= Supplied material =
★ ★ ★ ★ ★

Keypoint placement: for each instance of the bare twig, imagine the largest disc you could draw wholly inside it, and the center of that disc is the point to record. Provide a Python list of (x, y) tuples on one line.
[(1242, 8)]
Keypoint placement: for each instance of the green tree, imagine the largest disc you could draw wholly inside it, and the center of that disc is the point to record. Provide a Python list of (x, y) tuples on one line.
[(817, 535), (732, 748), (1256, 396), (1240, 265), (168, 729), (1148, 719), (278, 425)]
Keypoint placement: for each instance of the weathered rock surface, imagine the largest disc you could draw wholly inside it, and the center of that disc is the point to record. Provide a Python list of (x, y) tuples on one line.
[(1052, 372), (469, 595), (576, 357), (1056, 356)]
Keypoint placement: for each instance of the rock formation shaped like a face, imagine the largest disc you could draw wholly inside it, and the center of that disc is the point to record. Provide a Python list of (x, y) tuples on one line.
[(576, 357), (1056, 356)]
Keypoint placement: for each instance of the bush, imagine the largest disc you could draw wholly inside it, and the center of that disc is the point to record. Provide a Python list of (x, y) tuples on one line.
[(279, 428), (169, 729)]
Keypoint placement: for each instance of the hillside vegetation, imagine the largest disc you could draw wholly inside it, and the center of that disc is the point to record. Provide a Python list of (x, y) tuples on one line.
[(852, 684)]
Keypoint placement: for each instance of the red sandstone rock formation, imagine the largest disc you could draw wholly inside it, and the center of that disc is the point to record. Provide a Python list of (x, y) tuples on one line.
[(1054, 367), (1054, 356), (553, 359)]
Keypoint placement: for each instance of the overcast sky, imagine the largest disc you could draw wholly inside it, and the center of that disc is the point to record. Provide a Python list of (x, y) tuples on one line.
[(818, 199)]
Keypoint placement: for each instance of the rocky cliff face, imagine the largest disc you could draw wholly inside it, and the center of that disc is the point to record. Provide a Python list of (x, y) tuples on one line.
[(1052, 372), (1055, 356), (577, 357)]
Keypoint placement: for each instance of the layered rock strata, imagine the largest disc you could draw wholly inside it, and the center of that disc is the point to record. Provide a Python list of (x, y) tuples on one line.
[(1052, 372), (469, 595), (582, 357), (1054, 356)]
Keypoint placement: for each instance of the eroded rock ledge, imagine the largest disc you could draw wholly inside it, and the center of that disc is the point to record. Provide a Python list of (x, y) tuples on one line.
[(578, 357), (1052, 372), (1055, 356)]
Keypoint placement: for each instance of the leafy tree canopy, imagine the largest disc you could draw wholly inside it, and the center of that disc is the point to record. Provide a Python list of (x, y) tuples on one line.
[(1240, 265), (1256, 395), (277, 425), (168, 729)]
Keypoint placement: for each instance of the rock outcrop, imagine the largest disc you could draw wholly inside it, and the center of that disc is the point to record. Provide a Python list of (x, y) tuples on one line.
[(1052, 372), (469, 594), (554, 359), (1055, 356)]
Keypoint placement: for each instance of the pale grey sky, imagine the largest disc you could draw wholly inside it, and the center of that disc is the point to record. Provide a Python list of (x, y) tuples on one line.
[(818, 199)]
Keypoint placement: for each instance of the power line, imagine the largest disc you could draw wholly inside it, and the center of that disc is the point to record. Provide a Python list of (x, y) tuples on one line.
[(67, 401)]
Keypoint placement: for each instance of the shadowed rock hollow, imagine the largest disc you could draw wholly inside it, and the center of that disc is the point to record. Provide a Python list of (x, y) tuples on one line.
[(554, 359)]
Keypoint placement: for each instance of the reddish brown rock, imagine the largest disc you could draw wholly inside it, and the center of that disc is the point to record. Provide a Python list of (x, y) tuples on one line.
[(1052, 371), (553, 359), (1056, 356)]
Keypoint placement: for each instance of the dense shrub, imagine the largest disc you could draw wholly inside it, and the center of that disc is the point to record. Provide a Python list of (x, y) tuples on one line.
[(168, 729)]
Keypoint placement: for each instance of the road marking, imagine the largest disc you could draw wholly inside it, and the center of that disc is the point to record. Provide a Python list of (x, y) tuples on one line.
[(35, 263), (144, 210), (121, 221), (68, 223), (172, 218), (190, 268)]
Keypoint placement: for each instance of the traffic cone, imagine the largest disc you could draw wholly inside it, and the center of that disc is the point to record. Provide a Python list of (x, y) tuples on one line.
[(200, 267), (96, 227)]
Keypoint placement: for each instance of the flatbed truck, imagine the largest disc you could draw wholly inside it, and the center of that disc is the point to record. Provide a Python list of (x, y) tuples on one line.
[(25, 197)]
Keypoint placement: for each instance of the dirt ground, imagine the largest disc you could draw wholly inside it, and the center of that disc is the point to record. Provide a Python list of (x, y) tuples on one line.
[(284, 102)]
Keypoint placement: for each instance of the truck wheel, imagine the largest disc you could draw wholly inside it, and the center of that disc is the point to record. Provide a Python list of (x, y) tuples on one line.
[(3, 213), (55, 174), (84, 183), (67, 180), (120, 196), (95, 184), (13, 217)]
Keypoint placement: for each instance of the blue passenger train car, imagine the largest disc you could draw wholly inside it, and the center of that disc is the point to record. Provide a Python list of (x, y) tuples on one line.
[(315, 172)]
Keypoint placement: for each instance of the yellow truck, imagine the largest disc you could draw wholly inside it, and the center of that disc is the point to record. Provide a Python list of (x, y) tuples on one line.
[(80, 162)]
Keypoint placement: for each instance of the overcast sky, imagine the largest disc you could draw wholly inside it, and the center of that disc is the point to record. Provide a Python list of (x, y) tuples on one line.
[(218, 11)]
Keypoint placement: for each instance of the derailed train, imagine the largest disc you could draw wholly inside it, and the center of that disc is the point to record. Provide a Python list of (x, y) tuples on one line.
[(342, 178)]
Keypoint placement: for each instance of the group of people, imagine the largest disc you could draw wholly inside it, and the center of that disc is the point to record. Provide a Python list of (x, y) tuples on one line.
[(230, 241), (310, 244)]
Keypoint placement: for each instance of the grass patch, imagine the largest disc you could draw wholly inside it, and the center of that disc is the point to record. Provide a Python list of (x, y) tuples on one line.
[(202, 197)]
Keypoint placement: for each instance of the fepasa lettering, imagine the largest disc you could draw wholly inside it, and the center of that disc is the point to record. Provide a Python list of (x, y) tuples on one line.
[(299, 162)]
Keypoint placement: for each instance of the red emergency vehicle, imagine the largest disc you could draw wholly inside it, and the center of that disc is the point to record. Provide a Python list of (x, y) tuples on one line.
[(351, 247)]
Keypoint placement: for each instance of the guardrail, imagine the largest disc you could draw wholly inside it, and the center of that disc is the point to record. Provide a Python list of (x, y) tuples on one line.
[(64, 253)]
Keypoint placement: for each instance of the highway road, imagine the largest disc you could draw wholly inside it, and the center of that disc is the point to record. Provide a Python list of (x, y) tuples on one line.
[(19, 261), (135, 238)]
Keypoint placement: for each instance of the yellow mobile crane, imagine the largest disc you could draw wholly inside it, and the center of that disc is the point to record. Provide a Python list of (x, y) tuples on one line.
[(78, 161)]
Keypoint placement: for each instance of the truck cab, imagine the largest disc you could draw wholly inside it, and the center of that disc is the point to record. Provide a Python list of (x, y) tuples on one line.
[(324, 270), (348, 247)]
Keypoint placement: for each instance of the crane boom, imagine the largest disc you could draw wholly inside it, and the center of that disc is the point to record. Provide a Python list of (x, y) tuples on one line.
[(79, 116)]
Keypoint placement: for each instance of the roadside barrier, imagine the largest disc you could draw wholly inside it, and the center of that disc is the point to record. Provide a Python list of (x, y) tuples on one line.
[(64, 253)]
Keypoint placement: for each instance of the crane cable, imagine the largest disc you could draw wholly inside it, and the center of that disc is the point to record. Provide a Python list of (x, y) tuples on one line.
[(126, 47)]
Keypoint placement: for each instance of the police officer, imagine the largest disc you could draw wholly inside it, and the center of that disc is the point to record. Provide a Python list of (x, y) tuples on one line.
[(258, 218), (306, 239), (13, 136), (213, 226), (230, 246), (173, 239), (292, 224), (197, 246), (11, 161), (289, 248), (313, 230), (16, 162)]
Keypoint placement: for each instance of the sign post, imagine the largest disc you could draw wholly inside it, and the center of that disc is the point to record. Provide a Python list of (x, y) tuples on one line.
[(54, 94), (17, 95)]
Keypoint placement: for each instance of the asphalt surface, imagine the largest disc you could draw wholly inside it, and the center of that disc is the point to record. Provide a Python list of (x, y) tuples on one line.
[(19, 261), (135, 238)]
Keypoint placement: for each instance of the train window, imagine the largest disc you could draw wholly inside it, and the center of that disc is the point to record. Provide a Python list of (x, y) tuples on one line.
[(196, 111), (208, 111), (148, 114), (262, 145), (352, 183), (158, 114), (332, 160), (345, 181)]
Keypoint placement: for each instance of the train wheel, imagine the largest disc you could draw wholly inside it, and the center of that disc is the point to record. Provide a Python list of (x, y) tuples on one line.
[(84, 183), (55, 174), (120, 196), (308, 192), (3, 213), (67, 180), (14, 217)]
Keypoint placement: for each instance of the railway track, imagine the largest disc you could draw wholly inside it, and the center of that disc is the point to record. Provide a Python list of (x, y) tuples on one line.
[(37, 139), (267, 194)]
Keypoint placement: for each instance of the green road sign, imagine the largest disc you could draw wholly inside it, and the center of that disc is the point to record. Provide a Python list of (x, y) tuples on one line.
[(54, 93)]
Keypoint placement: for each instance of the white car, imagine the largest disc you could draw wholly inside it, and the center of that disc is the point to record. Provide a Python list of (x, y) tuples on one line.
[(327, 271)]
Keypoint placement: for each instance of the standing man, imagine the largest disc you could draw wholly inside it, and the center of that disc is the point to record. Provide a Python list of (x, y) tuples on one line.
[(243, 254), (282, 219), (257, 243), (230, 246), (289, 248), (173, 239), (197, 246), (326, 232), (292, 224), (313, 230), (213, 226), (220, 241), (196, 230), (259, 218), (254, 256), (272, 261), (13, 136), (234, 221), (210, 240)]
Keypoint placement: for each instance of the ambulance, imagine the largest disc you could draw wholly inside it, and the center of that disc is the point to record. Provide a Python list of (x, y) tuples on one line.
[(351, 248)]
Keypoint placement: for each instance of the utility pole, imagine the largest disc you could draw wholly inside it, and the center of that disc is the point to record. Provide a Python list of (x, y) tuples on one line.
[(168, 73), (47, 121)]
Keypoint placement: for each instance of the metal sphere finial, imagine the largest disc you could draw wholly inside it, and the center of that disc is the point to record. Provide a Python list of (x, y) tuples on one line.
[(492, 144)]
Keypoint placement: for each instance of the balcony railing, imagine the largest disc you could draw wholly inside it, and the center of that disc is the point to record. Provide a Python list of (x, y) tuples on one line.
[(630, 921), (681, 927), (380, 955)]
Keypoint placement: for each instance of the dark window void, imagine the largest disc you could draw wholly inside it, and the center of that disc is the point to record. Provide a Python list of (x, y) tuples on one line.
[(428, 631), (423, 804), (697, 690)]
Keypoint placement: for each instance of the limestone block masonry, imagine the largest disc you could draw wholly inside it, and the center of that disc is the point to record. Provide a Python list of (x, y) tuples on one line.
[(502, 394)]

★ ★ ★ ★ ★

Would you return exactly, and only, the lines beginning at the one with "Keypoint placement: for each instance of the dark" and ending at the last line of the listing?

= Task result =
Keypoint placement: for each instance of the dark window void, imagine the largest disc you could draw wholly inside it, and the center of that disc is the point to record. Provide a Python list of (x, y) tuples on one line.
[(428, 631), (423, 804), (697, 690)]
Keypoint placement: for each instance of the limestone block masonry, imagine the largest disc you could draw wholly inside it, and the center of that disc is the point to record. Provide a Python list of (x, y) tuples on one line.
[(502, 394)]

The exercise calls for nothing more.